■ Work instructions
Return every line of the material below without any change.

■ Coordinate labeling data
☆ ☆ ☆ ☆ ☆ ☆ ☆
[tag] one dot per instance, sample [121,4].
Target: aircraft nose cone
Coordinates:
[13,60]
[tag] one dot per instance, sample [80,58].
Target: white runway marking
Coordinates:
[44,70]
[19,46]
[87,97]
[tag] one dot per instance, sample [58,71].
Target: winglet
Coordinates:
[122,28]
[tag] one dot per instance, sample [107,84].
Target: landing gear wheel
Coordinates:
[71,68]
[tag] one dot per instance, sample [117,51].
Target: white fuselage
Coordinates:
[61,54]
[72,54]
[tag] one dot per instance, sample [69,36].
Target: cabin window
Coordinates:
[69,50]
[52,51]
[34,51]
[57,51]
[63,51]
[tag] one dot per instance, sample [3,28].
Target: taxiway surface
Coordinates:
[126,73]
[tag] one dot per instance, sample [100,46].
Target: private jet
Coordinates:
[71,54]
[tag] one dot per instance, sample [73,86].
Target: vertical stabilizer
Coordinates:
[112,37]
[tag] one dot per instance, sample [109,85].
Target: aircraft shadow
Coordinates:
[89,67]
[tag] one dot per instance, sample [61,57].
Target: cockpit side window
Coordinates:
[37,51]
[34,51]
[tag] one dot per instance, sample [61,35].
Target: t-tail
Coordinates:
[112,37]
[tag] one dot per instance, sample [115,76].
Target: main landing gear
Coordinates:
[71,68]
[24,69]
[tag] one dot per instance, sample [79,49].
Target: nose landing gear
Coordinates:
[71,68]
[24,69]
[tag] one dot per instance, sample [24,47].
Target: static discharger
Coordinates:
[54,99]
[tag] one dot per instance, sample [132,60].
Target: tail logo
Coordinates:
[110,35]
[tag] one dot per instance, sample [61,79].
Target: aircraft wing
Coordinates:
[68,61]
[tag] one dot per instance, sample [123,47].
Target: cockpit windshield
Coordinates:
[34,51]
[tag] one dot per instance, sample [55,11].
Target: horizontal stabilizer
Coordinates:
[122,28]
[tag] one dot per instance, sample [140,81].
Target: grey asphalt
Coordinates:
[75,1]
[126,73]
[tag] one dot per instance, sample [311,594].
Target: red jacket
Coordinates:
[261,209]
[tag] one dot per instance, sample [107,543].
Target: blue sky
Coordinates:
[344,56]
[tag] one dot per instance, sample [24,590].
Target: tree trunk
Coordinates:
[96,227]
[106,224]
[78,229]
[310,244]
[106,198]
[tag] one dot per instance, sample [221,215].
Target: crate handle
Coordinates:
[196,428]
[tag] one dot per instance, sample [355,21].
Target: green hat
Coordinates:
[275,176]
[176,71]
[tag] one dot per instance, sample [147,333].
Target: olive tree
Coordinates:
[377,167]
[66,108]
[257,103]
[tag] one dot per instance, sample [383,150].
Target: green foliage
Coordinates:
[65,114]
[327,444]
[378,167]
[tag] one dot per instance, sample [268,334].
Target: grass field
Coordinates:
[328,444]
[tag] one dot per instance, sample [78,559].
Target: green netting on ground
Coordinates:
☆ ☆ ☆ ☆ ☆ ☆ ☆
■ The output
[tag] one dot per instance, sample [121,4].
Target: aircraft nose cone
Coordinates:
[13,60]
[tag] one dot per instance, sample [80,58].
Target: white runway marking
Coordinates:
[44,70]
[19,46]
[87,97]
[tag] one dot per instance, sample [58,71].
Target: winglet
Coordinates:
[122,28]
[tag] one dot per instance, sample [107,84].
Target: landing gear wheel
Coordinates:
[71,68]
[tag] one dot per instance, sample [117,51].
Target: white fuselage
Coordinates:
[61,54]
[72,54]
[tag] one dot per instance, sample [69,36].
Target: cabin window
Coordinates:
[69,50]
[52,51]
[34,51]
[57,51]
[63,51]
[tag] one dot per instance, sample [3,28].
Target: taxiway surface
Coordinates:
[126,73]
[tag] one dot per instance, sample [100,46].
Target: private jet
Coordinates:
[71,54]
[tag] one dot per instance, sample [73,86].
Target: vertical stabilizer
Coordinates:
[112,37]
[tag] one dot per instance, sample [109,85].
Target: aircraft shadow
Coordinates:
[89,67]
[tag] one dot per instance, sample [61,57].
Target: cockpit side window
Coordinates:
[37,51]
[34,51]
[tag] one dot per instance, sample [61,35].
Target: t-tail
Coordinates:
[112,37]
[tag] one dot per instance, sample [115,76].
Target: main landing gear
Coordinates:
[71,68]
[24,69]
[tag] one dot per instance, sample [79,49].
Target: nose landing gear
Coordinates:
[71,68]
[24,69]
[tag] one dot per instance, sample [24,47].
Target: static discharger
Coordinates:
[54,99]
[tag] one dot per instance, sample [132,60].
Target: tail logo
Coordinates:
[110,35]
[tag] one dot per instance, sample [61,79].
Target: aircraft wing
Coordinates:
[68,61]
[tag] one dot per instance, sample [123,47].
Target: cockpit windshield
Coordinates:
[34,51]
[tag] one dot per instance, sample [55,11].
Target: horizontal stabilizer
Coordinates:
[122,28]
[tag] one dot per instance, sample [140,81].
Target: grey asphalt
Coordinates:
[75,1]
[126,73]
[tag] one dot per instance, sample [311,594].
Target: red jacket
Coordinates:
[261,209]
[tag] one dot per instance, sample [107,543].
Target: blue sky
Coordinates:
[344,56]
[tag] one dot per instance, sample [24,590].
Target: tree trunk
Coordinates:
[96,227]
[106,224]
[78,229]
[310,244]
[106,198]
[tag] one dot per instance, sample [221,215].
Target: crate handle
Coordinates:
[196,428]
[tag] one dot per instance, sample [355,21].
Target: green hat
Coordinates:
[275,176]
[176,71]
[tag] one dot per instance, sample [147,333].
Target: olive tree
Coordinates:
[377,167]
[66,108]
[257,103]
[tag] one dot per instance, sample [383,150].
Target: green foliage
Coordinates:
[65,114]
[327,444]
[378,167]
[tag] one dot per instance, sample [268,334].
Target: grass field
Coordinates:
[328,444]
[tag] one dot per instance, sample [78,559].
Target: green netting on ground
Coordinates:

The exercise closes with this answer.